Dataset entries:

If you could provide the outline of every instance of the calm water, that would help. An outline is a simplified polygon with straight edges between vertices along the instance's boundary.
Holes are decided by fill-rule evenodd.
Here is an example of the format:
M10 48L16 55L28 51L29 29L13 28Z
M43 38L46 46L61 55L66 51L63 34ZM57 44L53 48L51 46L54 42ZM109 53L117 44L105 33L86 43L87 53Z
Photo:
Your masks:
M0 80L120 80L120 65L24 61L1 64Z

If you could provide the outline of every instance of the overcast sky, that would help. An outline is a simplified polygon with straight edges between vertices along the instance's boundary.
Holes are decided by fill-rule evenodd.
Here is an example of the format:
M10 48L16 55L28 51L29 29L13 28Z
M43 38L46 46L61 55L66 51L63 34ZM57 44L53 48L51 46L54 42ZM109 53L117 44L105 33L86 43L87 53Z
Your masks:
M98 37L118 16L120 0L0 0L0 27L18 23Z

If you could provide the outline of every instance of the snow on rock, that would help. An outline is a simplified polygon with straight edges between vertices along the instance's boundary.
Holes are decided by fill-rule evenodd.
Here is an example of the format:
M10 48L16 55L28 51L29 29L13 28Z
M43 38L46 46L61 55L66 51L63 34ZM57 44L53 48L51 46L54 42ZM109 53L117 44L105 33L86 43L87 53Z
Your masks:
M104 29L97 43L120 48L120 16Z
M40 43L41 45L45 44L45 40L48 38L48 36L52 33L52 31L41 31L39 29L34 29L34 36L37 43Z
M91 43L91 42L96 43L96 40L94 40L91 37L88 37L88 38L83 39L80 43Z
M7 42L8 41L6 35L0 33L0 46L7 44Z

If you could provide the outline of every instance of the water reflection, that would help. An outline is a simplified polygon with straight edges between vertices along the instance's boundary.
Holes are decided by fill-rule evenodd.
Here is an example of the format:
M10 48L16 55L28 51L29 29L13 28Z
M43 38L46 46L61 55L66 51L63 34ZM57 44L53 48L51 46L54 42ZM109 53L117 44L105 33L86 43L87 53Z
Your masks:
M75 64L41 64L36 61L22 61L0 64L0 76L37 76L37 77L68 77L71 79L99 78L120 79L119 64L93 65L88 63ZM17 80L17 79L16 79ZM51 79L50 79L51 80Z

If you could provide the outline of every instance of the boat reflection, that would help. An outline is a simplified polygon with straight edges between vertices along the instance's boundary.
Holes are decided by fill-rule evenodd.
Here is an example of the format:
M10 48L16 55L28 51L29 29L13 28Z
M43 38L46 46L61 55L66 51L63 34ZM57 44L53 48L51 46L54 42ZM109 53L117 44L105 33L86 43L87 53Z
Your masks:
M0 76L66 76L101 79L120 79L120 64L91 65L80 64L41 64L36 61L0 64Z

WHAT THE EXERCISE ASKS:
Put every line of the material above into a Markdown table with the columns Row and Line, numbering each row and leaving out blank lines.

THE RESULT:
| Row | Line |
|---|---|
| 1 | If you could provide the outline of every instance of the calm water, that would help. An outline is a simplified polygon with straight edges between vertices along the instance's boundary. |
| 2 | Holes are decided by fill-rule evenodd. |
| 3 | Here is an example of the format: |
| 4 | M10 48L16 55L28 51L29 29L13 28Z |
| 5 | M43 38L46 46L61 55L66 51L63 34ZM57 44L53 48L51 46L54 42ZM109 53L117 44L105 33L86 43L87 53Z |
| 6 | Photo: |
| 7 | Your masks: |
| 8 | M0 80L120 80L120 65L24 61L1 64Z |
| 9 | If you could provide the outline of every instance of the overcast sky, that would help. An outline is a simplified polygon with straight edges between vertices along the instance's boundary. |
| 10 | Holes are decided by fill-rule evenodd. |
| 11 | Here is an example of the format: |
| 12 | M10 48L16 55L28 51L29 29L13 28Z |
| 13 | M43 38L46 46L61 55L66 51L63 34ZM57 44L53 48L51 46L54 42ZM109 53L117 44L105 33L86 43L87 53Z |
| 14 | Your masks: |
| 15 | M98 37L118 16L120 0L0 0L0 27L18 23Z |
| 16 | If you could provide the outline of every instance of the snow on rock, that would help. An outline is a simplified polygon with straight edges between vertices along the instance's boundary. |
| 17 | Holes are decided by fill-rule evenodd. |
| 18 | Here is an example of the format: |
| 19 | M10 48L16 55L28 51L29 29L13 28Z |
| 20 | M43 38L46 46L61 55L66 51L63 34ZM57 44L53 48L51 46L54 42ZM109 53L117 44L105 33L86 43L87 53Z |
| 21 | Your masks: |
| 22 | M104 29L97 43L120 48L120 16Z |
| 23 | M40 43L41 45L45 44L45 40L48 38L48 36L52 33L52 31L41 31L39 29L34 29L34 36L37 43Z |
| 24 | M91 43L91 42L96 43L96 40L94 40L91 37L88 37L88 38L83 39L80 43Z |
| 25 | M7 42L8 41L6 35L0 33L0 46L7 44Z |
| 26 | If you could provide the outline of every instance of the water reflection, that would help. An outline is a simplified polygon with straight edges between vertices along the instance's boundary. |
| 27 | Holes are decided by fill-rule evenodd. |
| 28 | Here is an example of the format: |
| 29 | M10 48L16 55L28 51L29 29L13 28Z |
| 30 | M43 38L46 46L61 55L66 51L63 34ZM57 44L53 48L51 46L54 42ZM109 53L117 44L105 33L86 43L87 53Z |
| 31 | Your masks: |
| 32 | M75 64L41 64L36 61L22 61L0 64L0 76L37 76L37 77L68 77L71 79L99 78L120 79L119 64L93 65L88 63ZM17 80L17 79L16 79ZM51 79L50 79L51 80Z |
| 33 | If you could provide the outline of every instance of the boat reflection, that would help. An outline is a simplified polygon with straight edges between vertices along the instance's boundary. |
| 34 | Holes are decided by fill-rule evenodd. |
| 35 | Here is an example of the format: |
| 36 | M10 48L16 55L28 51L29 29L13 28Z |
| 37 | M43 38L46 46L61 55L66 51L63 34ZM57 44L53 48L51 46L54 42ZM109 53L117 44L105 33L86 43L87 53Z |
| 38 | Your masks: |
| 39 | M0 76L66 76L101 79L120 79L120 64L91 65L80 64L41 64L36 61L0 64Z |